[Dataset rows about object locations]
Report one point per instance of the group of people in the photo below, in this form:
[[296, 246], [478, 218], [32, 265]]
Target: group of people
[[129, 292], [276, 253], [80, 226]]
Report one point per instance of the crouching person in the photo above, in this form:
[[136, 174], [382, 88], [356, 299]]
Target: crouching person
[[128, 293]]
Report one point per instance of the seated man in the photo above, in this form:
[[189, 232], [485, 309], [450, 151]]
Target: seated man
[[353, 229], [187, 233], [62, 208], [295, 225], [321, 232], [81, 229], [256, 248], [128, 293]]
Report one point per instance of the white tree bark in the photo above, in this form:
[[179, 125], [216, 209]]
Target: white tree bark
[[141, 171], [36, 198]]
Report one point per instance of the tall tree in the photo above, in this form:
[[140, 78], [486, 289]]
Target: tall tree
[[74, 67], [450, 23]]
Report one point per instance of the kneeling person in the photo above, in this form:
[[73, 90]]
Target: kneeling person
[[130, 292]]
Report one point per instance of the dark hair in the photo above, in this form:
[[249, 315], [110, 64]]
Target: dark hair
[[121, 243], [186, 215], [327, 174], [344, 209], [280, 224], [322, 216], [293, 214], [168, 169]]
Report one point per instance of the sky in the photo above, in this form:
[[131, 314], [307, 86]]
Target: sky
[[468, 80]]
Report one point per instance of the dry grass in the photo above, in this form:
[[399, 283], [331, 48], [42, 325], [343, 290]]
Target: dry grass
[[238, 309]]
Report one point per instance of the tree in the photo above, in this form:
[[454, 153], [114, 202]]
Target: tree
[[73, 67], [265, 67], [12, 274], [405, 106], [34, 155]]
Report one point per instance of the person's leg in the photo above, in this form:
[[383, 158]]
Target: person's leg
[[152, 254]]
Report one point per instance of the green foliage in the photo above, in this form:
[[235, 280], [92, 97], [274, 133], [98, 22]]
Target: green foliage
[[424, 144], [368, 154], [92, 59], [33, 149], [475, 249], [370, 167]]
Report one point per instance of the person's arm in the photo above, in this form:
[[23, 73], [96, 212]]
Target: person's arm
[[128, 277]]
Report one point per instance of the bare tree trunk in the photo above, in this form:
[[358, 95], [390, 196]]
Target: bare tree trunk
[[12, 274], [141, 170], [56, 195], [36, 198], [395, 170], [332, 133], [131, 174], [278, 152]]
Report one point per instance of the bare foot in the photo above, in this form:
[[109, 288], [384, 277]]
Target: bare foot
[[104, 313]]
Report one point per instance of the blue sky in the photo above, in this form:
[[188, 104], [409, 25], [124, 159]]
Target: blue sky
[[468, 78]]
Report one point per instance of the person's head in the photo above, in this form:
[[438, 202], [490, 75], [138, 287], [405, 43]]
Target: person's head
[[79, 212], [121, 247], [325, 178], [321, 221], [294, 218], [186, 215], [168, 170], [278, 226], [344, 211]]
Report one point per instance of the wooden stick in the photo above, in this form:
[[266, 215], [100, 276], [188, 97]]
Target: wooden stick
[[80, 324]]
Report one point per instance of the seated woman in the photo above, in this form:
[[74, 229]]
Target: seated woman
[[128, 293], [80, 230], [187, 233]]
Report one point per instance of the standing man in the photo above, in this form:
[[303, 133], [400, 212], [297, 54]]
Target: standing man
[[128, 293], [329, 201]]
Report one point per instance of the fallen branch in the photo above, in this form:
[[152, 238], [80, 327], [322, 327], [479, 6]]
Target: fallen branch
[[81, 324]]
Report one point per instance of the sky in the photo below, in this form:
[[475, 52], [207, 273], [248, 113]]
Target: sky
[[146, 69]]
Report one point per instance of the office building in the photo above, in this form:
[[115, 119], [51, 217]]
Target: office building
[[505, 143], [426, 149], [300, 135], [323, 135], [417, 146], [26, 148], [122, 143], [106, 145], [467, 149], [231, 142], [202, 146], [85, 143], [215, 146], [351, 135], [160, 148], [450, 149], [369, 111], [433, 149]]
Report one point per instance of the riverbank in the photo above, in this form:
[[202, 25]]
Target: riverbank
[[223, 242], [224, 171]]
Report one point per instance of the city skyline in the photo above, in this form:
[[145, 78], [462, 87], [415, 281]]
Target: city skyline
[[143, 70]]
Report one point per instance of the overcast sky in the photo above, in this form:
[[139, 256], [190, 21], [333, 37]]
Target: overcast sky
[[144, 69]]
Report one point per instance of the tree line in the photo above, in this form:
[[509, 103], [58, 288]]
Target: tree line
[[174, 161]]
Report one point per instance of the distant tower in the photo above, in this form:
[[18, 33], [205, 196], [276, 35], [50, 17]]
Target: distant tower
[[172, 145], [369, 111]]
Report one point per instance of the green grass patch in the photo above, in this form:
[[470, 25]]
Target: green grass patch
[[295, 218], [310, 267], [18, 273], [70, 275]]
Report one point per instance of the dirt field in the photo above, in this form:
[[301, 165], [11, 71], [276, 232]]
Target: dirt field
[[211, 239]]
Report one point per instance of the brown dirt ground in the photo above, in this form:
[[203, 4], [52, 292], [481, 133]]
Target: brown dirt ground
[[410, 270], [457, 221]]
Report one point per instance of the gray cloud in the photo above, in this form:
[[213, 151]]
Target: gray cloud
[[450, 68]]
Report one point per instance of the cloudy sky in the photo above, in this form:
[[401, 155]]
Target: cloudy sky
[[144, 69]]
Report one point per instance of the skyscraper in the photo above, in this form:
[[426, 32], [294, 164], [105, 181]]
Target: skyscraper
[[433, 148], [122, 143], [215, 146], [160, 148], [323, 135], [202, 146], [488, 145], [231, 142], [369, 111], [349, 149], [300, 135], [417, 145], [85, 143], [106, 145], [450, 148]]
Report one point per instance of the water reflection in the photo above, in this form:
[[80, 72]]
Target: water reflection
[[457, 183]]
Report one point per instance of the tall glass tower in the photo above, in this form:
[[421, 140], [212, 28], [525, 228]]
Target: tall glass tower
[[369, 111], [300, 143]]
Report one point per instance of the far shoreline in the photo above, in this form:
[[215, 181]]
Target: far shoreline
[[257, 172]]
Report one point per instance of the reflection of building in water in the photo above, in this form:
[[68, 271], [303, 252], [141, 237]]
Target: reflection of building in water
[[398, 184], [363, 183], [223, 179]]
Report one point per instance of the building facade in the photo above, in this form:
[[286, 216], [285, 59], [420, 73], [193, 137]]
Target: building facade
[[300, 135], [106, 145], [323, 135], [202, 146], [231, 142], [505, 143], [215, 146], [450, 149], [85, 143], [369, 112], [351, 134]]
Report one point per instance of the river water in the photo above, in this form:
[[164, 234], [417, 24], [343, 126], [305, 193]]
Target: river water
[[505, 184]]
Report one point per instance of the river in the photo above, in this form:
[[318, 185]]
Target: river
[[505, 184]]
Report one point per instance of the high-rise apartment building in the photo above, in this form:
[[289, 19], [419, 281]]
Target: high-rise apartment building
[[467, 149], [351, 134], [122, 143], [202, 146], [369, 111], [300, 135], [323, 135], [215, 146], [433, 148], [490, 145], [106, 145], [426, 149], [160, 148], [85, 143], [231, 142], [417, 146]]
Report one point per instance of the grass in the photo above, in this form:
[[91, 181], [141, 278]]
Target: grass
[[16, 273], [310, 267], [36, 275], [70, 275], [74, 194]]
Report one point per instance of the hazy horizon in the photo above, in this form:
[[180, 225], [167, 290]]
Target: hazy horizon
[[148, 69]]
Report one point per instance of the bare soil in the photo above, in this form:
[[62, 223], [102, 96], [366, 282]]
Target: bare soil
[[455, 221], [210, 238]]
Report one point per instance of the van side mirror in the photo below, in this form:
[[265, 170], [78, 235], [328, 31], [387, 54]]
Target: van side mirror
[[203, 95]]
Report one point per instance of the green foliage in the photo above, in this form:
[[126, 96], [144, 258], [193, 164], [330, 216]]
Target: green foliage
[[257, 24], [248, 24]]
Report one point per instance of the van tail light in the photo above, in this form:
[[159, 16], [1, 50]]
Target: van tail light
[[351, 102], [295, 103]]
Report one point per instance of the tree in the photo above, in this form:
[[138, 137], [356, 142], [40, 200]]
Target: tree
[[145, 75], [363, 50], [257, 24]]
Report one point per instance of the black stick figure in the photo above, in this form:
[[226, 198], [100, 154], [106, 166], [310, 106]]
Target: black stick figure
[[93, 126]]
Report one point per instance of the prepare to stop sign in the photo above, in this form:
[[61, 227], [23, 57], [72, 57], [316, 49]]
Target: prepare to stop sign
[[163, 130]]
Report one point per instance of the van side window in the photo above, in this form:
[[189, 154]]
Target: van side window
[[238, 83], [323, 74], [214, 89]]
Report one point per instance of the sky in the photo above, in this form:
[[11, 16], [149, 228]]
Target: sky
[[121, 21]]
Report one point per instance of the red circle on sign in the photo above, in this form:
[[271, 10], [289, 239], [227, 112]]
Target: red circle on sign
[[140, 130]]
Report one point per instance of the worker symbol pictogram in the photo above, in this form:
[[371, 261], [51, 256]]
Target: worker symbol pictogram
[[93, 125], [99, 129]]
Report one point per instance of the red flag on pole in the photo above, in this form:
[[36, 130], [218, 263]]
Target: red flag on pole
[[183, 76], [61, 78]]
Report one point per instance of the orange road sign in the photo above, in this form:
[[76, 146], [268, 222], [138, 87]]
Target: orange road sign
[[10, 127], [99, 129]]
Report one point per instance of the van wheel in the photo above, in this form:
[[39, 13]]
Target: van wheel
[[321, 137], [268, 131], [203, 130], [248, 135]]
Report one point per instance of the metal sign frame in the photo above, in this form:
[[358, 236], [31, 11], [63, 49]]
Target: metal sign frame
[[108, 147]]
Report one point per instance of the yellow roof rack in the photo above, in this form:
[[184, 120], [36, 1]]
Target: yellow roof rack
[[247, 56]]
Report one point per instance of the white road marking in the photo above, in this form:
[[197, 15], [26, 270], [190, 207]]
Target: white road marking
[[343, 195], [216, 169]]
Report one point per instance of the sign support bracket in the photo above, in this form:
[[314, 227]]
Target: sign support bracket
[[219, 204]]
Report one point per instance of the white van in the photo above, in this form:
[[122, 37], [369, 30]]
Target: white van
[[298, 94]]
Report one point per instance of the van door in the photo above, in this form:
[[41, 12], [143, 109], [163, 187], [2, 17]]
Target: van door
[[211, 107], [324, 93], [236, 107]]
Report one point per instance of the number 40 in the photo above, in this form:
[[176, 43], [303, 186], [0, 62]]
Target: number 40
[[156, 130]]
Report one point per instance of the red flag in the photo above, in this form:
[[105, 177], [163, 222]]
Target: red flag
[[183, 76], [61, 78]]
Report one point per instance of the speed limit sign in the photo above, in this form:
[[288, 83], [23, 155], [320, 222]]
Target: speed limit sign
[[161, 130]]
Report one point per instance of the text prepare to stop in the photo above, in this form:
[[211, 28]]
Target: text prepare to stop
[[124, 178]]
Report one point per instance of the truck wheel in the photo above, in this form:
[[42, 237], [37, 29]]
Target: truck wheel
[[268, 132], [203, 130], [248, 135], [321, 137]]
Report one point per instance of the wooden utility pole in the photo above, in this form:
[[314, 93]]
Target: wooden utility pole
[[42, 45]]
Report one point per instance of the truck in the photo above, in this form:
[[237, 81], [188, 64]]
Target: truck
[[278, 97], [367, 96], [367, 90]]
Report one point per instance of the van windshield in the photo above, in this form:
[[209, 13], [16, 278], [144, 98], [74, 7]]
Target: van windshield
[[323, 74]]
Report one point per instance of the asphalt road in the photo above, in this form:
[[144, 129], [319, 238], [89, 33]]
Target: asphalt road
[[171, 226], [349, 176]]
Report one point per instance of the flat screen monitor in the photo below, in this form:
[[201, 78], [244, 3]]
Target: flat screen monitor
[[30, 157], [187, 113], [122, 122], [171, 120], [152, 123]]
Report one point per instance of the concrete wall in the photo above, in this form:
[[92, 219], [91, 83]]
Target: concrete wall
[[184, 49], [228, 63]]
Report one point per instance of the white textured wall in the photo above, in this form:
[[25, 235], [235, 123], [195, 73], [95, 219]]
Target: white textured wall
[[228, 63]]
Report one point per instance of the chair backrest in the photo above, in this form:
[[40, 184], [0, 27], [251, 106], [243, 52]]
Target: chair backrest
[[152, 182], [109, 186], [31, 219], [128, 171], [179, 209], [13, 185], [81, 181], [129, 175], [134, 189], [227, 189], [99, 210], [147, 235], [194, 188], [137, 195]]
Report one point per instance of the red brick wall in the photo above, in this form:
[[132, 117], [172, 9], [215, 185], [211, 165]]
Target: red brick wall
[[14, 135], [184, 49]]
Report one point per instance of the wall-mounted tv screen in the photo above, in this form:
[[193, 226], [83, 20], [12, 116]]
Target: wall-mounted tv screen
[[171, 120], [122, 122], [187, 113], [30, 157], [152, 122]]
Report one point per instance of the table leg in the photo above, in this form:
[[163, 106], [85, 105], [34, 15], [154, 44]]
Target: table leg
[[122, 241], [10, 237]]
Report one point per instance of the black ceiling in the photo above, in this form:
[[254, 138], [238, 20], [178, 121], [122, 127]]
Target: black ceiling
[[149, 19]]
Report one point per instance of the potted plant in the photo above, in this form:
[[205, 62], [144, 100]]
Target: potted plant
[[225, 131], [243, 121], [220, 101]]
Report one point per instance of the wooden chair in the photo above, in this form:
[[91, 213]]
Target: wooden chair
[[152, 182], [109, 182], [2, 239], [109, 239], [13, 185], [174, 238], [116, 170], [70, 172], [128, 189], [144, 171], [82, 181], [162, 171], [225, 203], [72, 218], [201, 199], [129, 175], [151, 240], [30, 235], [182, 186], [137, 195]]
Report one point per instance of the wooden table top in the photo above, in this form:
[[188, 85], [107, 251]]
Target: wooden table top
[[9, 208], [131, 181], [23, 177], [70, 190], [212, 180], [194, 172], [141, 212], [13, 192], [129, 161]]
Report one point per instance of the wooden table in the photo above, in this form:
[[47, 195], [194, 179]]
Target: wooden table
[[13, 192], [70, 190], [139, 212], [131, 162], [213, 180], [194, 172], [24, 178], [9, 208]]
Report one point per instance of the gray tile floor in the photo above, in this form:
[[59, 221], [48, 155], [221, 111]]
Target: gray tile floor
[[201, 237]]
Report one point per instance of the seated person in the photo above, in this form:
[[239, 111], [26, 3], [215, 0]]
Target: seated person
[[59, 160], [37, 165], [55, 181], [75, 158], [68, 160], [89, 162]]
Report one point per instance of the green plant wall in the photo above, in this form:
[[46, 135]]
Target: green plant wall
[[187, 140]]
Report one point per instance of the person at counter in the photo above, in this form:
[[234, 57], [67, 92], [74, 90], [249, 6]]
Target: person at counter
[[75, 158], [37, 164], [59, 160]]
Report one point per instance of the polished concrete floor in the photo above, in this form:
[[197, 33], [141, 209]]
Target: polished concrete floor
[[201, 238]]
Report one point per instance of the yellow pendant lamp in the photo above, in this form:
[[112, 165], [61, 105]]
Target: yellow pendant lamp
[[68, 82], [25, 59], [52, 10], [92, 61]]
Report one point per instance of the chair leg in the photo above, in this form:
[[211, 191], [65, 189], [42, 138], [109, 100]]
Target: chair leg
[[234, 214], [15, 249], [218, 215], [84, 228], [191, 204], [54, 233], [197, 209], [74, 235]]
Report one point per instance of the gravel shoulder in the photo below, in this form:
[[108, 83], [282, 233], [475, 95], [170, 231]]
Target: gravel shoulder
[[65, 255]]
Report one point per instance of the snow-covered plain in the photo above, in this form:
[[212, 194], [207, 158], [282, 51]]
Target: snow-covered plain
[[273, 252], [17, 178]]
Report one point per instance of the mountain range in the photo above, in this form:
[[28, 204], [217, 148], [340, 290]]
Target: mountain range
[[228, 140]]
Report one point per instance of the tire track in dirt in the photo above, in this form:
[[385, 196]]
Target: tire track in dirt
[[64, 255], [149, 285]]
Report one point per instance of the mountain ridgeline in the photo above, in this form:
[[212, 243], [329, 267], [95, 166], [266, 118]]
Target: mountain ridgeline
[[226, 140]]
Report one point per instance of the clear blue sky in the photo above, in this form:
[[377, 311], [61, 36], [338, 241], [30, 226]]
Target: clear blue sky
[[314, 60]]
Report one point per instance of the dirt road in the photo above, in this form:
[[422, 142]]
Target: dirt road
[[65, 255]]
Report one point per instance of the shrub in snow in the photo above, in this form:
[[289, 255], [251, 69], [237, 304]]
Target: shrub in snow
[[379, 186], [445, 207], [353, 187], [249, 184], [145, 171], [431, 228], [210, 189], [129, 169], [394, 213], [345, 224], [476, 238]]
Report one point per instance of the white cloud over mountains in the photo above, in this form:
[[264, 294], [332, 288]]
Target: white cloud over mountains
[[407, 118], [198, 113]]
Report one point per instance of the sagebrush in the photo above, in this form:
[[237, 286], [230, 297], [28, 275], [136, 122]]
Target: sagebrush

**Written exercise**. Please copy out, word for word, the lines from the one containing "Report one point per instance of the river water" through the one containing "[[257, 24], [248, 24]]", both included.

**Response to this exercise**.
Report one point per instance of the river water in the photo above, in this form:
[[164, 234], [417, 24], [343, 126], [305, 193]]
Target: river water
[[505, 184]]
Report one point per instance of the river in the photo above, in this form:
[[318, 185]]
Target: river
[[505, 184]]
Report one point per instance of the high-rise apartment building in the photo above, in this form:
[[289, 19], [419, 281]]
Target: high-rise apartment building
[[467, 149], [351, 134], [122, 143], [202, 146], [369, 111], [300, 135], [323, 135], [215, 146], [433, 148], [490, 145], [106, 145], [426, 149], [160, 148], [85, 143], [231, 142], [417, 146]]
Report one point per instance of the grass in the photo above, in this form:
[[91, 181], [141, 278]]
Target: grass
[[16, 273], [310, 267], [36, 275], [70, 275], [74, 194]]
Report one point per instance of the hazy horizon in the photo above, in this form:
[[180, 225], [167, 290]]
Target: hazy horizon
[[148, 69]]
Report one point per instance of the bare soil in the photo above, in this form:
[[62, 223], [102, 96], [366, 282]]
Target: bare soil
[[455, 221], [210, 238]]
Report one point per instance of the van side mirror in the photo below, in this form:
[[265, 170], [78, 235], [328, 31], [387, 54]]
Target: van side mirror
[[203, 95]]
Report one point per instance of the green foliage in the photo above, in this form:
[[126, 96], [144, 258], [193, 164], [330, 216]]
Target: green foliage
[[257, 24], [248, 24]]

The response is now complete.